GIVEN TASK
Write out all the records again, replacing "even-odd rule" with "nonzero rule" each time it occurs and keeping everything else the same.
— START OF RECORDS FOR PROCESSING —
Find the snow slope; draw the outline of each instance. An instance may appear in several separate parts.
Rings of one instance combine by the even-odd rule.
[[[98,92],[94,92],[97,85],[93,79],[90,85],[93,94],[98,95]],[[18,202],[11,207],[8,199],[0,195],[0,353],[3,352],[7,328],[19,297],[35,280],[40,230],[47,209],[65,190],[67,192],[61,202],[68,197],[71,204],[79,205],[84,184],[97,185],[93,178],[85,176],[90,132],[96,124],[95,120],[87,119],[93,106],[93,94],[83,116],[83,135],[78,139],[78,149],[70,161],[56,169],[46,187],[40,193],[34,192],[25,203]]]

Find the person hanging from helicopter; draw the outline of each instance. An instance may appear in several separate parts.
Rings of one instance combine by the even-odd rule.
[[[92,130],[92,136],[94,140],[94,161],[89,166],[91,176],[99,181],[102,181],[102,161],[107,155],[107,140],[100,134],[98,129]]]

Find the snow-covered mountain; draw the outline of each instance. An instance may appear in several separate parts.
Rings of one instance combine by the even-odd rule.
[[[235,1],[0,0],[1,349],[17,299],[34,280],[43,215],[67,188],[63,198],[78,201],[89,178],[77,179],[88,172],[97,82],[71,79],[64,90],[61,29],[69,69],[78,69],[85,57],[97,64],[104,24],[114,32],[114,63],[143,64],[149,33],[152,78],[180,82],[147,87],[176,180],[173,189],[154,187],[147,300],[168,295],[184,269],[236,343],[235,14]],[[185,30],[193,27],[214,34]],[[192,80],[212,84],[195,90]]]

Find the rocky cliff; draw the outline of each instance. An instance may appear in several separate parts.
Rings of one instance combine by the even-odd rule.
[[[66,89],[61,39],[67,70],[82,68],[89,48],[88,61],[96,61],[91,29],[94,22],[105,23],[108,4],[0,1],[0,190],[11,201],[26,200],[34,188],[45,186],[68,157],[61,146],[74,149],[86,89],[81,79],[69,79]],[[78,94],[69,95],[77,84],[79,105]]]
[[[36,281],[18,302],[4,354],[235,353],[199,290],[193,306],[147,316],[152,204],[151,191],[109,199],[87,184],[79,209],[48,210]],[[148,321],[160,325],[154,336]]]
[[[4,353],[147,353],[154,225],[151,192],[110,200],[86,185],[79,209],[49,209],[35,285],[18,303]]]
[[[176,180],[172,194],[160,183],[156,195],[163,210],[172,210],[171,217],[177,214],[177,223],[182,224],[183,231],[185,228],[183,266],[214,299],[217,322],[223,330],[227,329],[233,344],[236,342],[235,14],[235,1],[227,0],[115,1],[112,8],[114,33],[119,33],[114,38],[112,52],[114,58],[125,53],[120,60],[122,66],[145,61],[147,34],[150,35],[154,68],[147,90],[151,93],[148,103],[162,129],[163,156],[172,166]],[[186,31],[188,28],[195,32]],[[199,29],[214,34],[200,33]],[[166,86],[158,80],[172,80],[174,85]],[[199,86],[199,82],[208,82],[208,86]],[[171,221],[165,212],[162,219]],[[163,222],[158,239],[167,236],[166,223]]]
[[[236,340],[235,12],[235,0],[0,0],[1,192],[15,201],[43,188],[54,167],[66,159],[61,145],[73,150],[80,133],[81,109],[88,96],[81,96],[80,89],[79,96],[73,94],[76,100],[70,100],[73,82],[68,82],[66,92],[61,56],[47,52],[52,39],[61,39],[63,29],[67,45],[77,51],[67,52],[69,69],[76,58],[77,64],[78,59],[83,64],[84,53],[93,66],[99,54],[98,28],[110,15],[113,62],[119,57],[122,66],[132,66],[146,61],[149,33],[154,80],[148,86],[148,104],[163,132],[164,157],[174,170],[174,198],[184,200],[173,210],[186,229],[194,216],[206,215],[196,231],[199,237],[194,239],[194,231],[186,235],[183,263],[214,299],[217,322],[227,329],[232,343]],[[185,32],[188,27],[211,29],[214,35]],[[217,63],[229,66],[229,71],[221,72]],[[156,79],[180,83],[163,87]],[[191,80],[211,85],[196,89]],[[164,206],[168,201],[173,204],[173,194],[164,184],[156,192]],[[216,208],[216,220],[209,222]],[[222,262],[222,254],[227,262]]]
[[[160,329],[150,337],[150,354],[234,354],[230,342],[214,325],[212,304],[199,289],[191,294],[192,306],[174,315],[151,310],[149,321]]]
— END OF RECORDS FOR PROCESSING —
RESULT BELOW
Find the snow slope; draw the outline of each instance. An instance may appear in several separate parts.
Rings of one instance combine by the nonzero rule.
[[[98,92],[94,92],[97,85],[93,79],[90,85],[93,94],[98,95]],[[18,202],[11,207],[8,199],[0,195],[0,353],[3,352],[7,328],[19,297],[35,280],[40,230],[47,209],[65,190],[67,192],[61,202],[68,197],[71,204],[79,205],[84,184],[97,185],[93,178],[85,176],[90,132],[96,124],[95,120],[87,119],[93,106],[93,94],[83,116],[83,135],[78,139],[78,149],[70,161],[56,169],[46,187],[40,193],[34,192],[25,203]]]

Find the person hanging from helicopter; draw the outline of each instance. An instance may appear in several separate parts.
Rings of one instance combine by the nonzero rule.
[[[92,130],[92,136],[94,140],[94,161],[89,166],[91,176],[99,181],[102,181],[102,161],[107,155],[107,140],[100,134],[98,129]]]

Find the snow-covered mountain; draw the outline of each instance. An instance may appear in several separate parts.
Rings of one instance combine by the nonzero rule.
[[[235,1],[0,0],[1,349],[17,299],[34,280],[43,215],[67,188],[63,198],[78,201],[89,178],[77,179],[88,172],[97,82],[71,79],[64,90],[61,29],[69,69],[78,69],[85,57],[97,64],[104,24],[114,32],[114,63],[143,64],[149,33],[152,78],[180,82],[147,87],[176,180],[173,189],[154,187],[147,300],[168,295],[184,269],[236,343],[235,14]],[[185,30],[193,27],[214,34]],[[192,80],[212,84],[195,90]]]

Find the rocky cliff; draw the outline of each instance. An instance may appear in several separate parts.
Rings of one instance combine by the nonzero rule.
[[[66,89],[61,39],[67,70],[82,68],[89,48],[88,61],[96,61],[91,29],[94,22],[105,23],[108,4],[0,1],[0,190],[11,201],[26,200],[34,188],[45,186],[68,157],[61,146],[74,149],[86,89],[81,79],[69,79]],[[78,94],[69,95],[77,84],[79,105]]]
[[[36,281],[18,302],[4,354],[235,353],[199,290],[193,306],[147,316],[152,204],[151,191],[109,199],[87,184],[79,209],[48,210]],[[148,321],[160,325],[154,336]]]
[[[4,353],[147,353],[154,225],[151,192],[110,200],[86,185],[79,209],[49,209],[35,285],[18,303]]]
[[[176,180],[172,194],[160,183],[156,195],[163,210],[172,210],[171,217],[177,214],[177,223],[182,224],[183,231],[185,228],[183,266],[214,299],[217,322],[223,330],[227,329],[233,344],[236,342],[235,14],[235,1],[227,0],[115,1],[112,8],[114,33],[119,33],[114,38],[112,52],[114,58],[125,53],[120,60],[122,66],[145,61],[147,34],[150,35],[154,68],[147,90],[151,93],[148,103],[162,129],[163,156],[172,166]],[[186,31],[188,28],[195,32]],[[199,29],[214,34],[200,33]],[[166,86],[158,80],[172,80],[174,85]],[[199,86],[199,82],[208,82],[208,86]],[[171,221],[165,212],[162,219]],[[163,222],[158,239],[167,236],[166,223]]]
[[[236,340],[235,12],[235,0],[0,0],[1,192],[15,201],[43,188],[54,167],[66,159],[61,145],[73,150],[80,133],[81,109],[88,96],[81,96],[80,89],[79,96],[73,94],[76,100],[70,100],[73,82],[68,82],[66,92],[61,56],[47,52],[52,39],[61,39],[63,29],[67,45],[77,51],[67,52],[69,69],[76,58],[77,64],[78,59],[83,64],[84,53],[93,66],[99,54],[98,28],[110,15],[113,62],[119,57],[122,66],[132,66],[146,61],[149,33],[154,80],[148,86],[148,104],[163,132],[164,157],[174,170],[174,198],[184,200],[173,210],[186,229],[194,216],[206,215],[196,231],[199,237],[194,239],[194,231],[186,235],[183,263],[214,299],[217,322],[227,329],[232,343]],[[185,32],[188,27],[211,29],[214,35]],[[217,63],[229,66],[229,71],[221,72]],[[156,79],[180,83],[163,87]],[[191,80],[211,85],[196,89]],[[164,206],[168,201],[173,204],[173,194],[164,184],[156,192]],[[216,208],[216,220],[209,222]],[[222,262],[222,254],[227,262]]]
[[[160,329],[150,337],[150,354],[234,354],[230,342],[214,325],[212,304],[199,289],[191,294],[192,306],[174,315],[151,310],[149,321]]]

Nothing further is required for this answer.